Arrange every line below as a JSON list of strings, one string per line, skipping blank lines. Leave the pictures out of your answer.

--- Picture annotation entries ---

"""

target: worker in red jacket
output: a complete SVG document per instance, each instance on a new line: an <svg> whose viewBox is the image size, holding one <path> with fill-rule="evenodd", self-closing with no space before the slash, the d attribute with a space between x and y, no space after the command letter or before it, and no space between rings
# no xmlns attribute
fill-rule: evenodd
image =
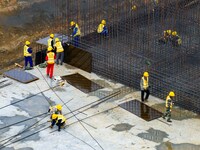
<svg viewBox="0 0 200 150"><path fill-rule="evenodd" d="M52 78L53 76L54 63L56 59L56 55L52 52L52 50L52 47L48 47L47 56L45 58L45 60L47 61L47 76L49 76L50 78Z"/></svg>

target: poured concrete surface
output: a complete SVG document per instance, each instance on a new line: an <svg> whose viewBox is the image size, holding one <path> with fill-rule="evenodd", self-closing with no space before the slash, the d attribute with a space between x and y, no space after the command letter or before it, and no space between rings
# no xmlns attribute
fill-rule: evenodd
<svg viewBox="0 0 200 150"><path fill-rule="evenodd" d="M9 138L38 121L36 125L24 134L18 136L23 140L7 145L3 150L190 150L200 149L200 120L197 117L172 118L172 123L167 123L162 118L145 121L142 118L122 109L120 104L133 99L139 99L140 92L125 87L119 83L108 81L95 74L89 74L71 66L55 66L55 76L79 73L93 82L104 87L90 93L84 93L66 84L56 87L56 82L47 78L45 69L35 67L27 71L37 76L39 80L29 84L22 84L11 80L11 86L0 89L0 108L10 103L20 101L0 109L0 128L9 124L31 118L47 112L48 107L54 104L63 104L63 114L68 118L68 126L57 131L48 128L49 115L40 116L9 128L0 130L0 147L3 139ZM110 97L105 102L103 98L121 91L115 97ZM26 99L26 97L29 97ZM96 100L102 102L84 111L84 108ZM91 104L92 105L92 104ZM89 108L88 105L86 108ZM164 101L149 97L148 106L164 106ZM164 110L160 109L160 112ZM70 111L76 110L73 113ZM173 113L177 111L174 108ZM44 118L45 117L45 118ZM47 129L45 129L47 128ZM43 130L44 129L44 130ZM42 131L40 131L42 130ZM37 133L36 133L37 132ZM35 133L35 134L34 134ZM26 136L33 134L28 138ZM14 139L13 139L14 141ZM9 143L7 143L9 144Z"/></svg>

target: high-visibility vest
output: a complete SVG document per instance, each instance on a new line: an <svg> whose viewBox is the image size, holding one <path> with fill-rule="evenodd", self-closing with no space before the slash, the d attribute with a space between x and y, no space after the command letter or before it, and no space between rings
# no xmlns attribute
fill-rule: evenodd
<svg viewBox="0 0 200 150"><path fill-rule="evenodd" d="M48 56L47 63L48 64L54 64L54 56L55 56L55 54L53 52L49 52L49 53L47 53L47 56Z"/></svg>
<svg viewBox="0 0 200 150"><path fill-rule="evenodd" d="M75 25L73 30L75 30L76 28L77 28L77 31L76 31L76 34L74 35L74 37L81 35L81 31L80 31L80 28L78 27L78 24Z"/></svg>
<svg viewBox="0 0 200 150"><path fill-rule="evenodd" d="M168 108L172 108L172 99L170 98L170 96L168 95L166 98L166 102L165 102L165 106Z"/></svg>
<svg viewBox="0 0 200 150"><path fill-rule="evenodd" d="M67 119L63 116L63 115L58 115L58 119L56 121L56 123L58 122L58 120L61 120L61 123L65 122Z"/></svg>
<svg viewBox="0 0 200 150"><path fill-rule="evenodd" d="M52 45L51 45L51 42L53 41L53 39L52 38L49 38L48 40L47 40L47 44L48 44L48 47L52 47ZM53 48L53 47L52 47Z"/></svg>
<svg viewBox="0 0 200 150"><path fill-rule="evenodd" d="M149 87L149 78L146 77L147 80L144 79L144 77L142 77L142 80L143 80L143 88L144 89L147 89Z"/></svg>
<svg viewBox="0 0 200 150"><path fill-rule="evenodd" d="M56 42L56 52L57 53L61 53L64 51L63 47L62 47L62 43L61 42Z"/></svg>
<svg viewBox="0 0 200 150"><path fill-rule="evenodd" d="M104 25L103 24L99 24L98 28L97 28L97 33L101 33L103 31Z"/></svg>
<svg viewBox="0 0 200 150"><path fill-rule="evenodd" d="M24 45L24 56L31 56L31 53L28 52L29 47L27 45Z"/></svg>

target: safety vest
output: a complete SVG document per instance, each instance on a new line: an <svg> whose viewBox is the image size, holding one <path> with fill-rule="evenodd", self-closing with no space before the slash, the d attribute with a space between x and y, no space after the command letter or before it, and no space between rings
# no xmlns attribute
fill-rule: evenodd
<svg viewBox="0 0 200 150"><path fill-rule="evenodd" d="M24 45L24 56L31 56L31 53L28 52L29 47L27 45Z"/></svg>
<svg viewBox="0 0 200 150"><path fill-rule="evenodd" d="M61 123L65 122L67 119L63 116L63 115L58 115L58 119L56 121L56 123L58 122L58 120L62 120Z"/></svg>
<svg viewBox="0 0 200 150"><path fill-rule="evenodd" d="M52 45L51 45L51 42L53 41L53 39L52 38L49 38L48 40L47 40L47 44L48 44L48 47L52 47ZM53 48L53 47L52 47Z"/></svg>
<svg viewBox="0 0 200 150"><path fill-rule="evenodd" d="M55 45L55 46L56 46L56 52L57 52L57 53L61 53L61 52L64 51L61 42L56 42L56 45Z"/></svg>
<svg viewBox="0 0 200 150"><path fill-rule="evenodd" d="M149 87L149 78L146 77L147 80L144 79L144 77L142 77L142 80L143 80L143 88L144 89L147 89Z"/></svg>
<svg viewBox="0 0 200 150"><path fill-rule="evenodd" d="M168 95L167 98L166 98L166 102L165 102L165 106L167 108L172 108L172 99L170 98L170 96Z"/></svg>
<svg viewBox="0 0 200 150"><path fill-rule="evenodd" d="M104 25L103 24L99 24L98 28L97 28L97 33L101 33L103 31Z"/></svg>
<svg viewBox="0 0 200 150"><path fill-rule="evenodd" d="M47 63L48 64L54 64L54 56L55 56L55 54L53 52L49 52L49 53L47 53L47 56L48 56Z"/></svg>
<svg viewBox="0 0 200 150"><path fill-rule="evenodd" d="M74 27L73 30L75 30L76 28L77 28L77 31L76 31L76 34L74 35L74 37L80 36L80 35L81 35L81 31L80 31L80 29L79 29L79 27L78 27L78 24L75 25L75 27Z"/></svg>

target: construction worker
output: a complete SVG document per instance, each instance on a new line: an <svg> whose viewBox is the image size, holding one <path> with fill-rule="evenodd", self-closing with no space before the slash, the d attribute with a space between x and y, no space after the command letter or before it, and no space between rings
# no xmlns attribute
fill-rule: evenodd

"""

--- ANSWER TO THE EXERCISE ---
[
  "target: worker in red jacket",
  "output: a complete SVG document per instance, each instance on a new line: an <svg> whose viewBox is the image size, holding one <path> with fill-rule=\"evenodd\", self-closing with no space before the slash, the d attribute with a space between x and y, no space after the command letter or before it, and no space between rings",
  "# no xmlns attribute",
  "fill-rule: evenodd",
  "image =",
  "<svg viewBox=\"0 0 200 150\"><path fill-rule=\"evenodd\" d=\"M52 78L53 76L54 63L56 59L56 55L52 52L52 50L52 47L48 47L47 56L45 58L45 60L47 61L47 76L49 76L50 78Z\"/></svg>",
  "target: poured concrete surface",
  "output: a complete SVG document per instance, each instance on a new line: an <svg> whose viewBox is the image size, holding one <path> with fill-rule=\"evenodd\", self-closing with no space before the slash, the d attribute with a space between x and y, no space after the command letter or before it, and no space between rings",
  "# no xmlns attribute",
  "fill-rule: evenodd",
  "<svg viewBox=\"0 0 200 150\"><path fill-rule=\"evenodd\" d=\"M9 138L38 121L36 125L24 134L18 136L23 140L7 145L3 150L190 150L200 149L200 120L197 117L172 118L172 123L167 123L162 118L145 121L142 118L122 109L120 104L133 99L139 99L140 92L125 87L119 83L108 81L95 74L89 74L71 66L55 66L55 76L79 73L93 82L104 87L90 93L84 93L66 84L56 87L56 82L47 78L45 69L35 67L27 71L37 76L39 80L29 84L22 84L11 80L11 86L0 89L0 108L10 103L20 101L0 109L0 128L9 124L31 118L47 112L48 107L54 104L63 104L63 114L68 118L68 126L57 131L48 128L49 115L40 116L9 128L0 130L0 147L3 139ZM110 97L105 102L103 98L121 91L115 97ZM26 99L26 97L29 97ZM96 100L102 102L84 111L84 108ZM91 104L92 105L92 104ZM89 108L88 105L86 108ZM164 101L149 97L148 106L164 106ZM164 110L160 109L160 112ZM70 111L76 110L73 113ZM173 113L177 111L174 108ZM44 118L45 117L45 118ZM47 129L45 129L47 128ZM43 130L44 129L44 130ZM42 131L40 131L42 130ZM37 133L36 133L37 132ZM35 133L35 134L34 134ZM26 136L33 134L28 138ZM14 139L13 139L14 141ZM9 143L7 143L9 144Z\"/></svg>",
  "target: high-visibility vest",
  "output: a complete SVG document per instance, each instance on a new line: an <svg> whose viewBox is the image size, holding one <path> with fill-rule=\"evenodd\", self-closing with no space before the slash, the d attribute with a space between x and y, no space after the command letter or before it, and no space between rings",
  "# no xmlns attribute",
  "fill-rule: evenodd",
  "<svg viewBox=\"0 0 200 150\"><path fill-rule=\"evenodd\" d=\"M48 56L47 63L48 64L54 64L54 56L55 56L55 54L53 52L49 52L49 53L47 53L47 56Z\"/></svg>",
  "<svg viewBox=\"0 0 200 150\"><path fill-rule=\"evenodd\" d=\"M75 25L73 30L75 30L76 28L77 28L77 31L76 31L76 34L74 35L74 37L81 35L81 31L80 31L80 28L78 27L78 24Z\"/></svg>",
  "<svg viewBox=\"0 0 200 150\"><path fill-rule=\"evenodd\" d=\"M168 108L172 108L172 99L170 98L170 96L168 95L166 98L166 102L165 102L165 106Z\"/></svg>",
  "<svg viewBox=\"0 0 200 150\"><path fill-rule=\"evenodd\" d=\"M67 119L63 116L63 115L58 115L58 119L56 121L56 123L58 122L58 120L61 120L61 123L65 122Z\"/></svg>",
  "<svg viewBox=\"0 0 200 150\"><path fill-rule=\"evenodd\" d=\"M52 45L51 45L51 42L53 41L53 39L52 38L49 38L48 40L47 40L47 44L48 44L48 47L52 47ZM53 48L53 47L52 47Z\"/></svg>",
  "<svg viewBox=\"0 0 200 150\"><path fill-rule=\"evenodd\" d=\"M149 87L149 78L146 77L147 80L144 79L144 77L142 77L142 80L143 80L143 88L144 89L147 89Z\"/></svg>",
  "<svg viewBox=\"0 0 200 150\"><path fill-rule=\"evenodd\" d=\"M56 42L56 52L57 53L61 53L64 51L63 47L62 47L62 43L61 42Z\"/></svg>",
  "<svg viewBox=\"0 0 200 150\"><path fill-rule=\"evenodd\" d=\"M104 25L103 24L99 24L98 28L97 28L97 33L101 33L103 31Z\"/></svg>",
  "<svg viewBox=\"0 0 200 150\"><path fill-rule=\"evenodd\" d=\"M24 45L24 56L31 56L31 53L28 52L29 47L27 45Z\"/></svg>",
  "target: safety vest",
  "output: a complete SVG document per instance, each instance on a new line: an <svg> whose viewBox is the image size, holding one <path> with fill-rule=\"evenodd\", self-closing with no space before the slash, the d attribute with a space between x and y, no space after the command letter or before it, and no space between rings",
  "# no xmlns attribute",
  "fill-rule: evenodd",
  "<svg viewBox=\"0 0 200 150\"><path fill-rule=\"evenodd\" d=\"M24 45L24 56L31 56L31 53L28 52L29 47L27 45Z\"/></svg>",
  "<svg viewBox=\"0 0 200 150\"><path fill-rule=\"evenodd\" d=\"M61 123L65 122L67 119L63 116L63 115L58 115L58 119L56 121L56 123L58 122L58 120L62 120Z\"/></svg>",
  "<svg viewBox=\"0 0 200 150\"><path fill-rule=\"evenodd\" d=\"M52 45L51 45L51 42L53 41L53 39L52 38L49 38L48 40L47 40L47 44L48 44L48 47L52 47ZM53 48L53 47L52 47Z\"/></svg>",
  "<svg viewBox=\"0 0 200 150\"><path fill-rule=\"evenodd\" d=\"M55 45L55 46L56 46L56 52L57 52L57 53L61 53L61 52L64 51L61 42L56 42L56 45Z\"/></svg>",
  "<svg viewBox=\"0 0 200 150\"><path fill-rule=\"evenodd\" d=\"M149 87L149 78L146 77L147 80L144 79L144 77L142 77L142 80L143 80L143 88L144 89L147 89Z\"/></svg>",
  "<svg viewBox=\"0 0 200 150\"><path fill-rule=\"evenodd\" d=\"M168 95L167 98L166 98L166 102L165 102L165 106L167 108L172 108L172 99L170 98L170 96Z\"/></svg>",
  "<svg viewBox=\"0 0 200 150\"><path fill-rule=\"evenodd\" d=\"M104 25L103 24L99 24L98 28L97 28L97 33L101 33L103 31Z\"/></svg>",
  "<svg viewBox=\"0 0 200 150\"><path fill-rule=\"evenodd\" d=\"M47 63L48 64L54 64L54 56L55 56L55 54L53 52L49 52L49 53L47 53L47 56L48 56Z\"/></svg>",
  "<svg viewBox=\"0 0 200 150\"><path fill-rule=\"evenodd\" d=\"M74 27L73 30L75 30L76 28L77 28L77 31L76 31L76 34L74 35L74 37L80 36L80 35L81 35L81 31L80 31L80 29L79 29L79 27L78 27L78 24L75 25L75 27Z\"/></svg>",
  "target: construction worker",
  "output: a complete SVG document per instance, each instance on a new line: an <svg> whose viewBox is the image size, holding one <path> with fill-rule=\"evenodd\", self-closing with no space before the slash, the d attribute with a space between x and y, no space after the command letter or before it, and no space between rings",
  "# no xmlns attribute",
  "fill-rule: evenodd"
]